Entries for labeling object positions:
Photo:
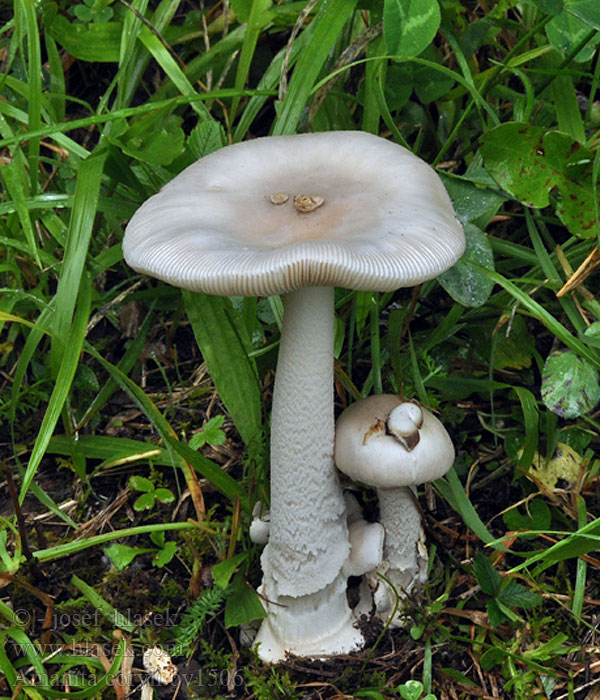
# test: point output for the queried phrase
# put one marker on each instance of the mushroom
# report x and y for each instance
(297, 216)
(394, 445)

Prompt:
Write out the records above line for line without changing a single character, and leave the pictures out.

Final result:
Photo:
# test: point output for the queried phrase
# put one marker on each instance of the mushroom
# report x and y for each instance
(297, 216)
(394, 445)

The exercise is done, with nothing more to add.